EJERCICIO PROPUESTO A: Copia sin cambios estas líneas de las filas: todo lo que va desde la línea que contiene "Search the image for the row" hasta la línea que contiene "0, 0, 848, 82", ambas incluidas.

Así, la obra poética de lo que Taylor llama el “alto modernismo”12 sería el resultado positivo y comprobable de una lucha artística por: 1. poder encontrar y comunicar las fuentes morales a través del arte respetando la necesidad cultural, planteada por el ideal de la autenticidad, de la autorreferencialidad de la manera o de la subjetivización de la forma; 2. señalando fuentes morales “más allá del yo”13 (anti-subjetivismo).
En este artículo buscamos dos objetivos: a) describir con Taylor la sutilización de los lenguajes poéticos a lo largo de la modernidad, a través del surgimiento y evolución de las epifanías; b) proseguir, en el campo académico, esa “lotta continua” preconizada por Taylor mediante la sucinta descripción del fenómeno del cine multi-protagonista en la posmodernidad como posible caso de lenguaje más sutil en el campo cinematográfico.
En la quinta parte de Sources of the Self Taylor da su explicación de la transición estética que va desde la clásica mimesis hacia lo que el canadiense llama las epifanías, que se convirtieron en el modo expresivo por antonomasia del arte de nuestra modernidad. Como dice Braman: “Hoy vivimos en una era en la que el orden de significación común y público ya no es accesible. El único modo en que podemos entender el orden en el que nos encontramos es mediante una “resonancia personal””14.

EJERCICIO PROPUESTO B: Traduce al inglés esta oración del texto sobre Taylor y el arte moderno: "En la quinta parte de Sources of the Self Taylor da su explicación de la transición estética que va desde la clásica mimesis hacia lo que el canadiense llama las epifanías, que se convirtieron en el modo expresivo por antonomasia del arte de nuestra modernidad."

INFORMACIÓN EXTRAÍDA:

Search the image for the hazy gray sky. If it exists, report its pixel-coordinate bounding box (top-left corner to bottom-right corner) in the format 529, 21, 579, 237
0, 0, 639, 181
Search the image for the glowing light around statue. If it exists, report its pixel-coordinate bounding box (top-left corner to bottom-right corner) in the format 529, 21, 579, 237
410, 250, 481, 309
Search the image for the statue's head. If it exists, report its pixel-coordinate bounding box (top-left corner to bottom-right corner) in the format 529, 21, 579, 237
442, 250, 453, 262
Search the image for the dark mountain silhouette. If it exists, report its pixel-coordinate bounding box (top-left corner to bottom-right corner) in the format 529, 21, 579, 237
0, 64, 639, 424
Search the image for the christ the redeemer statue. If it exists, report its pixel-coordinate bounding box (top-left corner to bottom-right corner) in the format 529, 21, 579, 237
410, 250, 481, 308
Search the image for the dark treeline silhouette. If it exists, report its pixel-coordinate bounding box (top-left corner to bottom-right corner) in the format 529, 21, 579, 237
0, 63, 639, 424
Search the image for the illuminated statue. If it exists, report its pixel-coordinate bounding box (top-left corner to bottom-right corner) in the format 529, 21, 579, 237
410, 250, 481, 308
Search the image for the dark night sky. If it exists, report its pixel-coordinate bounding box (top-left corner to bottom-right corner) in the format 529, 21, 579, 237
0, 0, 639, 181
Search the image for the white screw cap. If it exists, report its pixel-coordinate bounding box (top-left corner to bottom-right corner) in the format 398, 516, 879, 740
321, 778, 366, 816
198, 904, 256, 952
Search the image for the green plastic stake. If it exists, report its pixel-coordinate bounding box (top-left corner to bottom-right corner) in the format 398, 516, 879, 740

--

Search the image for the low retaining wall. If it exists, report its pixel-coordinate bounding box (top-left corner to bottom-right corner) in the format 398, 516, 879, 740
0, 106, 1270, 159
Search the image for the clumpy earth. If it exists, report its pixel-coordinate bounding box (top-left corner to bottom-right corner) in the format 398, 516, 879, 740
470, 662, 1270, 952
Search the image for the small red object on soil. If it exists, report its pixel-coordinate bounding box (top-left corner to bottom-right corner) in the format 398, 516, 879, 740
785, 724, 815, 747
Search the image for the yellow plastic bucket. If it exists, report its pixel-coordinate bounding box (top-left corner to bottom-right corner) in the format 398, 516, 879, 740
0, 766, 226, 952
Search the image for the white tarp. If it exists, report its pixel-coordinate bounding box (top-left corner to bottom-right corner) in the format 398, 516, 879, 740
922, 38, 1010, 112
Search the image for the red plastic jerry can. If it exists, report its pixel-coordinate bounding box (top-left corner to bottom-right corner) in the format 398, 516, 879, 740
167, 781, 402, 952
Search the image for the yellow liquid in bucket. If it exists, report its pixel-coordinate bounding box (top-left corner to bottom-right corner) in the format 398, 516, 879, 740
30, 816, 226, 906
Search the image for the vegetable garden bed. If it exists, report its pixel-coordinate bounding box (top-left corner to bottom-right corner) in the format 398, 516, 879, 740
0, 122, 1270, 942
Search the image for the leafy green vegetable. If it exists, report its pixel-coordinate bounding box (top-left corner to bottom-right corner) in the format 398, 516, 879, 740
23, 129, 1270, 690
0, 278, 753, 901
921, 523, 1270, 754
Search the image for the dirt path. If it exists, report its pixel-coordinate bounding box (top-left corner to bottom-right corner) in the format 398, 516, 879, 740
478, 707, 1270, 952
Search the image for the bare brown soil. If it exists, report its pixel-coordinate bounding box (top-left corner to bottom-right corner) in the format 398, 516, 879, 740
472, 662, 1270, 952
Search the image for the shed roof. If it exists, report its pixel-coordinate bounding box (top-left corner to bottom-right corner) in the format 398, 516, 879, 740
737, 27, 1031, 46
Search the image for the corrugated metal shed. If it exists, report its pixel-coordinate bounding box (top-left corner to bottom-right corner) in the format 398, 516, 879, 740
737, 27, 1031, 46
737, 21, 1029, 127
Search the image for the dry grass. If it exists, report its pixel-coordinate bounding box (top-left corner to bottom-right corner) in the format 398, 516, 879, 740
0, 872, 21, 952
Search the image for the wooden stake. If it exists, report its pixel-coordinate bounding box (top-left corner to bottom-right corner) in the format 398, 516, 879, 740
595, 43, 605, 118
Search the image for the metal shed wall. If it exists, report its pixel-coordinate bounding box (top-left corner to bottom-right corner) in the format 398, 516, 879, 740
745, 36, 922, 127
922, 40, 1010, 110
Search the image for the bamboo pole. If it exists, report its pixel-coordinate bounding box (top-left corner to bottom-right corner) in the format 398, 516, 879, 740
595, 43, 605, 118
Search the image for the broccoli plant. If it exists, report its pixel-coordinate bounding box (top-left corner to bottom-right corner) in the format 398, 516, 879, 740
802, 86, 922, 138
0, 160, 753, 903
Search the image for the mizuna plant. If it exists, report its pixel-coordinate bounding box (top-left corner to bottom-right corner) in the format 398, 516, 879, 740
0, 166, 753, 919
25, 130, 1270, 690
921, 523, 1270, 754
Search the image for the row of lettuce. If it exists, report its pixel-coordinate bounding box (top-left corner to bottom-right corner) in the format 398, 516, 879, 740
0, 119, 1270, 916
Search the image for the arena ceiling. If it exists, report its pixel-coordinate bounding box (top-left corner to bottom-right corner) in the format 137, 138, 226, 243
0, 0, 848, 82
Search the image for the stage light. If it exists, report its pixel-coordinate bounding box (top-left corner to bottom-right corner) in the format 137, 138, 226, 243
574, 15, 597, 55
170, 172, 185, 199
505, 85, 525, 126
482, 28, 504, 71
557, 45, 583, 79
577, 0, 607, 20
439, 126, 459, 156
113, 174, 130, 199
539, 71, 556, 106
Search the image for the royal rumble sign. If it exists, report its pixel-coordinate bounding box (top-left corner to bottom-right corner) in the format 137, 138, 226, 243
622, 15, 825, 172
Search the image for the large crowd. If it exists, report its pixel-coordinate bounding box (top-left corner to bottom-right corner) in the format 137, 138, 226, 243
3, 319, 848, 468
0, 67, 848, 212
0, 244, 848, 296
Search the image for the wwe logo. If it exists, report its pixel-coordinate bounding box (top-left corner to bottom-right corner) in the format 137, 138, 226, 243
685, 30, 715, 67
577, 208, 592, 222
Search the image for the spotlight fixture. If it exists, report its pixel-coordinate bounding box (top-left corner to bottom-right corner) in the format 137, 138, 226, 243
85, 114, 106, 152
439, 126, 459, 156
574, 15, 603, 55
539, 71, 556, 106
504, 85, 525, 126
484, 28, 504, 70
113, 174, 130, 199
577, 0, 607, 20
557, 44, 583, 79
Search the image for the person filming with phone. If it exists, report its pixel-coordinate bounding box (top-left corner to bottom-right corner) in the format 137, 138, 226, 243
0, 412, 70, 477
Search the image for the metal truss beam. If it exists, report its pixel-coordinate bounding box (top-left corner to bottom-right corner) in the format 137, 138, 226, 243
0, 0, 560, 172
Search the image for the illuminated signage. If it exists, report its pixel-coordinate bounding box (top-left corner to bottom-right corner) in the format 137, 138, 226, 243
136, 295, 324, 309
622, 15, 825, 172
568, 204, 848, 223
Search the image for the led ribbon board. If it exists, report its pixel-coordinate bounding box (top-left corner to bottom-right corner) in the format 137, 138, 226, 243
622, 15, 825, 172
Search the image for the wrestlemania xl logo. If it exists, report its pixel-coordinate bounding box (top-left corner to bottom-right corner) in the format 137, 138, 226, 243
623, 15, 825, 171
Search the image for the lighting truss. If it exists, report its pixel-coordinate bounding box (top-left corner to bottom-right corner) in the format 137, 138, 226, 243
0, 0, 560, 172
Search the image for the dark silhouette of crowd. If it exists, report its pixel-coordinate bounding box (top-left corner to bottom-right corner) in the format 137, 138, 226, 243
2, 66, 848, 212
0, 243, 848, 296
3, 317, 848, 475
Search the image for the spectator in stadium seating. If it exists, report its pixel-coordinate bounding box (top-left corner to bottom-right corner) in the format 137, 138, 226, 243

RESPUESTA ESCRITA A:
Search the image for the row of lettuce. If it exists, report its pixel-coordinate bounding box (top-left corner to bottom-right corner) in the format 398, 516, 879, 740
0, 119, 1270, 916
Search the image for the arena ceiling. If it exists, report its pixel-coordinate bounding box (top-left corner to bottom-right corner) in the format 137, 138, 226, 243
0, 0, 848, 82

RESPUESTA ESCRITA B: In the fifth part of Sources of the Self, Taylor gives his explanation of the aesthetic transition that runs from classical mimesis toward what the Canadian calls epiphanies, which became the expressive mode par excellence of the art of our modernity.